What you should do
Copy out the lines word for word, from the start of the records through the line with "left=0, top=0, right=768, bottom=138".

[Items from a labeling collection]
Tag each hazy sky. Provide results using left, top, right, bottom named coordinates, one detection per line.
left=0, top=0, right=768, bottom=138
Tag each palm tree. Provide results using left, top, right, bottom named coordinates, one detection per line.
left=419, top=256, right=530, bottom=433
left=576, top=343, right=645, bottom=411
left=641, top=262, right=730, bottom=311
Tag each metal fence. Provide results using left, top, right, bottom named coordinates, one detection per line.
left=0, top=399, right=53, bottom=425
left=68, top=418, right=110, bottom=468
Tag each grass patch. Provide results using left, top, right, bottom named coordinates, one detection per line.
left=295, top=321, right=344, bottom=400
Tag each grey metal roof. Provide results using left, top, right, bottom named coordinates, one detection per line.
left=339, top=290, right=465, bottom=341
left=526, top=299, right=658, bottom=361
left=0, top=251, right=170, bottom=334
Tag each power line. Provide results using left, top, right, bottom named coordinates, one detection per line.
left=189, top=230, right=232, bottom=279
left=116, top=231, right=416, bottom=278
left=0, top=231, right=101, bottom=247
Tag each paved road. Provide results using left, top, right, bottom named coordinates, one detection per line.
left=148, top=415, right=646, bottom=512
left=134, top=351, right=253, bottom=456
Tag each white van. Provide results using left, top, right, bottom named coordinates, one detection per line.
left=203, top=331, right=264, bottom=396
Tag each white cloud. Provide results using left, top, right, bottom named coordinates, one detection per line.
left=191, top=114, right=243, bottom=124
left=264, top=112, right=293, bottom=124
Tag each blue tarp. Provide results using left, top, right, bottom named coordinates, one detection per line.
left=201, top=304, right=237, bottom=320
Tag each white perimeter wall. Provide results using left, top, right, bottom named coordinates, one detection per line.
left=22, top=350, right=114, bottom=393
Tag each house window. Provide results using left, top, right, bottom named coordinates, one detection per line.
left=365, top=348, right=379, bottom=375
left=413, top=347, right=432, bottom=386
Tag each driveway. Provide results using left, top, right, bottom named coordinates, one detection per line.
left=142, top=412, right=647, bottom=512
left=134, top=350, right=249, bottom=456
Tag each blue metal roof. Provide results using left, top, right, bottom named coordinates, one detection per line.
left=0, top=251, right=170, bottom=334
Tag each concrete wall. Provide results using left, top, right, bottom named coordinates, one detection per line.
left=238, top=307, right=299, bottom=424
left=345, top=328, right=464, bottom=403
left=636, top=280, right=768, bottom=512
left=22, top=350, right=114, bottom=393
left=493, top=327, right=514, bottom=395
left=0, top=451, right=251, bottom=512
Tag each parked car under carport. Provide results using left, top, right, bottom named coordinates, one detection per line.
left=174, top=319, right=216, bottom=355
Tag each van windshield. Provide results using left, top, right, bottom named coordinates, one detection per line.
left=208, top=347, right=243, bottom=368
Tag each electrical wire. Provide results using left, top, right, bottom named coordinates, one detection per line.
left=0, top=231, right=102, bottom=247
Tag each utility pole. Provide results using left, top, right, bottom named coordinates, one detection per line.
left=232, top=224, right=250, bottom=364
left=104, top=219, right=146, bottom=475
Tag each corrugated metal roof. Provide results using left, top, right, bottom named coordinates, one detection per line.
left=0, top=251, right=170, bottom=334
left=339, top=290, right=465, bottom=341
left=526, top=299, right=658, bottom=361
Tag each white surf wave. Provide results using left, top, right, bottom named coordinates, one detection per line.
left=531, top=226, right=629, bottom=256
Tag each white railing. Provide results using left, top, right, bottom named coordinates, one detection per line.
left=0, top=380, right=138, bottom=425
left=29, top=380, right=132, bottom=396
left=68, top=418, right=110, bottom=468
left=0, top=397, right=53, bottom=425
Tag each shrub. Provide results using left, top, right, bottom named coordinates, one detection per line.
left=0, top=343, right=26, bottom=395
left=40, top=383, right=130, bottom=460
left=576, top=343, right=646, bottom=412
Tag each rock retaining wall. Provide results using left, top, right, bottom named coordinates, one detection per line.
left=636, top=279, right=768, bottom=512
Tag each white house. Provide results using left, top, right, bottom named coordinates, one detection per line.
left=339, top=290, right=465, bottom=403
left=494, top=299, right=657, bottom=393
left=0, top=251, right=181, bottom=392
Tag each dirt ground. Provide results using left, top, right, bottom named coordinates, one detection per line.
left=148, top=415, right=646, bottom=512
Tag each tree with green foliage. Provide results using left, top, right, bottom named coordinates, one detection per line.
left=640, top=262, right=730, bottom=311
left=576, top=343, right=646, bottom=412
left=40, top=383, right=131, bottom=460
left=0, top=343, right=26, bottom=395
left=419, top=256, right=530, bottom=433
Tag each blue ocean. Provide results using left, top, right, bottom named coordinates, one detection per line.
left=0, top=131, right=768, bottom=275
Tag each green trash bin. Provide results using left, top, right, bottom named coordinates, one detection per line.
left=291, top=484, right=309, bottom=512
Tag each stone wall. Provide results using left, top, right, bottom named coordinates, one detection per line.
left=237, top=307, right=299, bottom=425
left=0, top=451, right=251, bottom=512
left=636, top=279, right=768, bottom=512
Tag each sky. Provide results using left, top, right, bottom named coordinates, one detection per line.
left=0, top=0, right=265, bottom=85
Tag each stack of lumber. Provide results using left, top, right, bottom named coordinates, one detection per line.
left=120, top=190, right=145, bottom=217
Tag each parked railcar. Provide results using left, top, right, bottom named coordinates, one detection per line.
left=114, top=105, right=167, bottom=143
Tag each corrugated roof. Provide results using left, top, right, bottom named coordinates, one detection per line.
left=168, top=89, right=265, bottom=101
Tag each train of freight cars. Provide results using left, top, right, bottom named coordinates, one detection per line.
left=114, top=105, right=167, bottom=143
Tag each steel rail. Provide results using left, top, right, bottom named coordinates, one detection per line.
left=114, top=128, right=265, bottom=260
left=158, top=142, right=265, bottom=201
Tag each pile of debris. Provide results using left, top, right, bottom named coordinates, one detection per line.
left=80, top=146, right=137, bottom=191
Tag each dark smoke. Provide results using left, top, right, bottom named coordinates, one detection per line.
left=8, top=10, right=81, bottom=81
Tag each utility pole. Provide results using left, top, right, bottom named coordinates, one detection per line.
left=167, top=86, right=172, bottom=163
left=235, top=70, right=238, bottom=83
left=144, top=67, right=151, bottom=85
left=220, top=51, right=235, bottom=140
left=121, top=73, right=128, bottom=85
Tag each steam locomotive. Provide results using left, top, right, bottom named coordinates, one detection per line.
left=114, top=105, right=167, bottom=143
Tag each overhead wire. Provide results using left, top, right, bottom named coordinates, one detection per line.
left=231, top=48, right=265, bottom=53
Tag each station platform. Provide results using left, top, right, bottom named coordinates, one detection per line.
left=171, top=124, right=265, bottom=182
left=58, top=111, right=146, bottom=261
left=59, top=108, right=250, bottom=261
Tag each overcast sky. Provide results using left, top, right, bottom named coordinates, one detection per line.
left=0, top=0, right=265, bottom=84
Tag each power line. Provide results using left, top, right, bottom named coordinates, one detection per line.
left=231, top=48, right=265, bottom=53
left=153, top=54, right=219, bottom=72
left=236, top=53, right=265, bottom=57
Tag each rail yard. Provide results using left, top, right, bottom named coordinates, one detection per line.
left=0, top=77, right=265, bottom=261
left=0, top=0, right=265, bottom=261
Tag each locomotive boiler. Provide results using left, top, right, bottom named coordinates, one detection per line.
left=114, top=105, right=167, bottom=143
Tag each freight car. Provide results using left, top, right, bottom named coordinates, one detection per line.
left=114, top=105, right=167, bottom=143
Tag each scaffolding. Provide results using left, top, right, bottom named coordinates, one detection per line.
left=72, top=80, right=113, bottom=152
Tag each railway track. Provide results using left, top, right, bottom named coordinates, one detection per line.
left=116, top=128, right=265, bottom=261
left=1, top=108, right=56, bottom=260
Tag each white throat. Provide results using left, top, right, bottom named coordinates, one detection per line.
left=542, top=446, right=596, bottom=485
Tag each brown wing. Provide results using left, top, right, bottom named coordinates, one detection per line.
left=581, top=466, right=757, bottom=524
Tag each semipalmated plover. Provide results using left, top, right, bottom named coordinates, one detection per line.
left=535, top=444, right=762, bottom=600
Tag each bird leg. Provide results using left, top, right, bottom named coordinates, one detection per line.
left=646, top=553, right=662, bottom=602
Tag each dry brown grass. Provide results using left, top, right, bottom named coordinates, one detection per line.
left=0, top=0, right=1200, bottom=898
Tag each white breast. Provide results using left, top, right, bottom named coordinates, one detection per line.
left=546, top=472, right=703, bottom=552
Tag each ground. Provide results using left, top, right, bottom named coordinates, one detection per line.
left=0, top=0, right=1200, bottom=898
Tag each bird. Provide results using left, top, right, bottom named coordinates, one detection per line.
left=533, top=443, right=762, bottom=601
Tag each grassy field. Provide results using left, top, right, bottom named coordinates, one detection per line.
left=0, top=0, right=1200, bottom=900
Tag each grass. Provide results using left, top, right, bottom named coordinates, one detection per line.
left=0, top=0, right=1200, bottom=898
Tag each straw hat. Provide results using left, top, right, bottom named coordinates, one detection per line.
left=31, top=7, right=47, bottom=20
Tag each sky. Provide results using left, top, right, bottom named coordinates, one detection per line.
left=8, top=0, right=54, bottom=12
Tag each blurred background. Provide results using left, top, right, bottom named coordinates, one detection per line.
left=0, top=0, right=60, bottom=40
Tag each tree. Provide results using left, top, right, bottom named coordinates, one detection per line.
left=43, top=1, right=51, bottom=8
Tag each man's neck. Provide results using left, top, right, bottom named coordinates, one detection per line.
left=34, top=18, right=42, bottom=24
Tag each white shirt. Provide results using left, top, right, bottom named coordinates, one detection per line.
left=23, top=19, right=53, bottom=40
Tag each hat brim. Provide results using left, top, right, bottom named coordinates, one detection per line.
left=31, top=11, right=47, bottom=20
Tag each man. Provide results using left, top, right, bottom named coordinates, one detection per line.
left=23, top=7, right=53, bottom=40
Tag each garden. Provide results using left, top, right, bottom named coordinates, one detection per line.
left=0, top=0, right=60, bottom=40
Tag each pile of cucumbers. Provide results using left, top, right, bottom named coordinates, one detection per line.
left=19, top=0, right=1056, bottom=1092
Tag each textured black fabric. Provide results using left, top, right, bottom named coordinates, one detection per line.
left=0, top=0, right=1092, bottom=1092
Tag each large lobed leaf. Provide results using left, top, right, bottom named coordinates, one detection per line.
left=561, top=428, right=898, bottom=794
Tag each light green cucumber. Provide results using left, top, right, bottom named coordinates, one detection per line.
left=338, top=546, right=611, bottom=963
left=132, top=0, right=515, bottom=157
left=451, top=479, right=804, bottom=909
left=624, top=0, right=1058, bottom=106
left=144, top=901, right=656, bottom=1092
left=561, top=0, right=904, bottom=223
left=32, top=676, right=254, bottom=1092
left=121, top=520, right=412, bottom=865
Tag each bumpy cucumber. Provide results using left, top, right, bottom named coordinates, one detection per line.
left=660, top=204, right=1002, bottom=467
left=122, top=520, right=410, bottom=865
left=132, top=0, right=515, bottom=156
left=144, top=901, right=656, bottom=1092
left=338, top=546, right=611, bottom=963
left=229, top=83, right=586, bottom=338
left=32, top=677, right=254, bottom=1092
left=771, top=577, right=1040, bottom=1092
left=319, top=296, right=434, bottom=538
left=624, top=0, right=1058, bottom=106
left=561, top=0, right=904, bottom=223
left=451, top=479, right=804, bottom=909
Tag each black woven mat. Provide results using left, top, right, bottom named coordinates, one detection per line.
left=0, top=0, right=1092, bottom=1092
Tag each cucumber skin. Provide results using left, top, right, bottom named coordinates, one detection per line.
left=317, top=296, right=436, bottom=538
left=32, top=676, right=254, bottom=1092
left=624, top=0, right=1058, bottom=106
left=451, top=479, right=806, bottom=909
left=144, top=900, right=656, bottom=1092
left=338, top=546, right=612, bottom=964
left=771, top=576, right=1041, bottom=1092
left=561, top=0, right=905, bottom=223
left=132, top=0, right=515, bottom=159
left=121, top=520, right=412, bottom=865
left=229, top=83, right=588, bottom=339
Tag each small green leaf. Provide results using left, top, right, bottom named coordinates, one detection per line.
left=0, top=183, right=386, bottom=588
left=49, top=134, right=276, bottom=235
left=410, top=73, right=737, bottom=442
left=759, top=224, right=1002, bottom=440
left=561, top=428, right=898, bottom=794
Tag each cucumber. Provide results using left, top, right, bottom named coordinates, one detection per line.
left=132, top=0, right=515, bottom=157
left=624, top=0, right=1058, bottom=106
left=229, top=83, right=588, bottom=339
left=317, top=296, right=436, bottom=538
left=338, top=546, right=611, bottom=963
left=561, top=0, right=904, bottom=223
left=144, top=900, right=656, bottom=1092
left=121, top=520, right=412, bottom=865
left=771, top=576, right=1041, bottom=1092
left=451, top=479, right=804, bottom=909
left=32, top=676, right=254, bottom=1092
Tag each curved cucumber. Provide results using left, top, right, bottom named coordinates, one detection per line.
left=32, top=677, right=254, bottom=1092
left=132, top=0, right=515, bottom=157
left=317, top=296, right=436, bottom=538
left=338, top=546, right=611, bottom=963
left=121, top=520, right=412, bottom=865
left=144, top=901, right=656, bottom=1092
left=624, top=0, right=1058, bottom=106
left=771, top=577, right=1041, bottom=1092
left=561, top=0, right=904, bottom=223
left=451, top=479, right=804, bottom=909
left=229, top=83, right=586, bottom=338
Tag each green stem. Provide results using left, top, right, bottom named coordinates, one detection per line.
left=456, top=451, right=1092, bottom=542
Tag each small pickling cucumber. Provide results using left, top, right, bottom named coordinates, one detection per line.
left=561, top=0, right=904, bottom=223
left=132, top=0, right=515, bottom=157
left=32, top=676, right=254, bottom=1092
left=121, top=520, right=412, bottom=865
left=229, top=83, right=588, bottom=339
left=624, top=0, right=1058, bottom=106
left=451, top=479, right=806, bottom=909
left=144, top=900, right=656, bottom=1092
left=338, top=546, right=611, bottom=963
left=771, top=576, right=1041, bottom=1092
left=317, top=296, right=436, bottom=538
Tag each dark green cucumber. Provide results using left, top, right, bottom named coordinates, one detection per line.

Output of the exercise
Tag each hazy sky. Provide results using left, top, right, bottom named coordinates, one detection per line.
left=0, top=0, right=768, bottom=138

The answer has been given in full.